» **GIVEN PROBLEM**: Move the lines of the data below that run from the line containing "globe light bulb is in the scene." through the line containing "492;0;783;28", both included, over to your reply, adding 134 to every coordinate in the bounding-box answers. Copy each request line unchanged.

» **SUPPLIED INFORMATION**:
-- START --

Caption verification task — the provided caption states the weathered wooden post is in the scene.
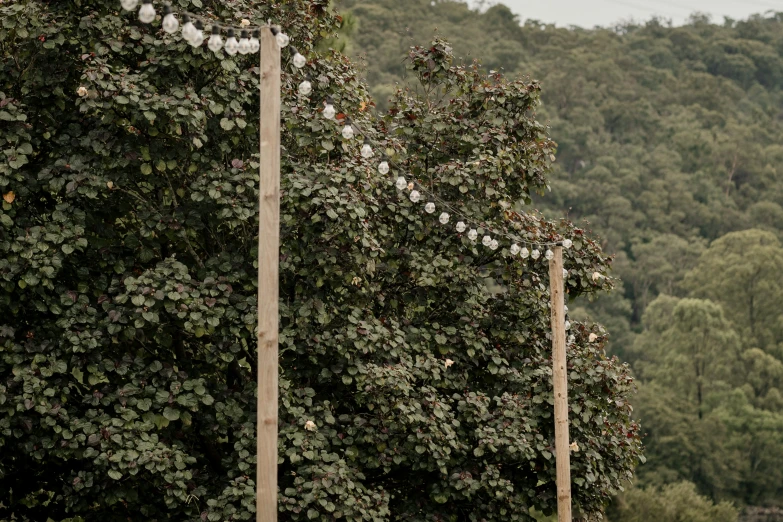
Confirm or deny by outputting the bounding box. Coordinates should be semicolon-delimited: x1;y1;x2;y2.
549;245;571;522
256;26;280;522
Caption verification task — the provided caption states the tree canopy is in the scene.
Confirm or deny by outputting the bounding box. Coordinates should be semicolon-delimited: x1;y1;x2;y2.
0;0;641;521
339;0;783;520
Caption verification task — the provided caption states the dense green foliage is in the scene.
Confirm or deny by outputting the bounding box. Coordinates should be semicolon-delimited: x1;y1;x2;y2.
0;0;640;522
340;0;783;506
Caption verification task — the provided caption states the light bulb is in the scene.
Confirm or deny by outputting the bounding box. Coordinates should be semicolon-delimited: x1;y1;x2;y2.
223;29;239;56
161;4;179;34
271;27;291;49
362;139;372;159
139;0;155;24
291;47;307;69
299;80;313;96
207;24;223;53
324;96;336;119
190;21;204;47
237;31;250;54
182;15;196;42
250;29;261;54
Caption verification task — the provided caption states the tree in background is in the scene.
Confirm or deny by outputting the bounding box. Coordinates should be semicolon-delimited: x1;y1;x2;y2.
609;482;737;522
0;0;640;521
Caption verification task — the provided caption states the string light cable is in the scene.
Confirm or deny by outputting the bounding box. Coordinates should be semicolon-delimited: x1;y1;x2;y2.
120;0;573;273
120;0;294;54
306;93;573;260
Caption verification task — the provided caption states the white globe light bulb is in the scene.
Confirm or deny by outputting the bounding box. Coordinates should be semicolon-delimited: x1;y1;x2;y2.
324;102;336;120
275;33;291;49
139;1;155;24
162;13;179;34
189;22;204;47
237;31;250;54
223;29;239;56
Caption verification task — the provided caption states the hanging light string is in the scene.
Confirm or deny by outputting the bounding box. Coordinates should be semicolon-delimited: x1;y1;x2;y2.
310;93;573;260
120;0;573;260
120;0;307;59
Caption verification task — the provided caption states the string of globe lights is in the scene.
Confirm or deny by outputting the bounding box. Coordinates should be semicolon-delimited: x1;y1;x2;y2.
120;0;573;275
312;93;573;264
120;0;307;60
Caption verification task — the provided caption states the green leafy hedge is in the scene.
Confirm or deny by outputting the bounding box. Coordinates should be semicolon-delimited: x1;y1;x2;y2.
0;0;640;521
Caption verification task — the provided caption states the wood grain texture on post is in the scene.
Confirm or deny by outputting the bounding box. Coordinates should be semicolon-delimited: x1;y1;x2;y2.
549;246;571;522
256;30;280;522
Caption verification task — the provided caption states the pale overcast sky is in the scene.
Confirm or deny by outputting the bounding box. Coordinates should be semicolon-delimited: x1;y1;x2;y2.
492;0;783;28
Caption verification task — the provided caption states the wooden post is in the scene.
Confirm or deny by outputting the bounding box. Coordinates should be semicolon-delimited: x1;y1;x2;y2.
256;30;280;522
549;246;571;522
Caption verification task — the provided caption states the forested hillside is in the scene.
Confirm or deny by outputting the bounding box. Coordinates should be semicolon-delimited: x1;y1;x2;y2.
336;0;783;520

-- END --

» **FULL SOLUTION**:
Caption verification task — the provided caption states the white globe light bulb is in the scene.
Confirm or deny by outputting the bounding box. Coordinates should be semicolon-delimited: x1;y1;x2;y2.
458;236;470;254
409;167;425;183
273;135;289;158
296;147;313;168
323;156;338;181
371;165;384;188
357;163;373;190
Caption verification task — the provided caption states the hanging light string is in the scene.
Confirm or deny by outputting the bounding box. Coordinates should be semicolon-delimited: x1;y1;x2;y2.
444;227;707;394
254;134;707;394
254;134;441;193
Caption verification task — the provided caption states the string of globe lights is in the scene.
Confirm or deny by outputting the bounding box. Coordinates should be semicolon-delimited: x1;y1;x2;y2.
254;134;707;409
446;227;707;398
254;134;441;194
Caption verification task — the provided caption states the green leafy hedge is in the scene.
Confirm or deny by outputting the bounding box. Coordinates should be semicolon-delimited: x1;y1;x2;y2.
134;134;774;655
Caption verification task — the provided caption states the wood grain texture on post is in the scene.
Confirm or deny by outputting the bounding box. Coordinates should be semicolon-delimited: x1;y1;x2;y2.
683;380;705;656
390;164;414;656
Caption verification task — the provided caption states the pale overcast sky is in the scene.
Confirm or deny by outputting the bounding box. Coordinates should be semicolon-delimited: x1;y1;x2;y2.
626;134;917;162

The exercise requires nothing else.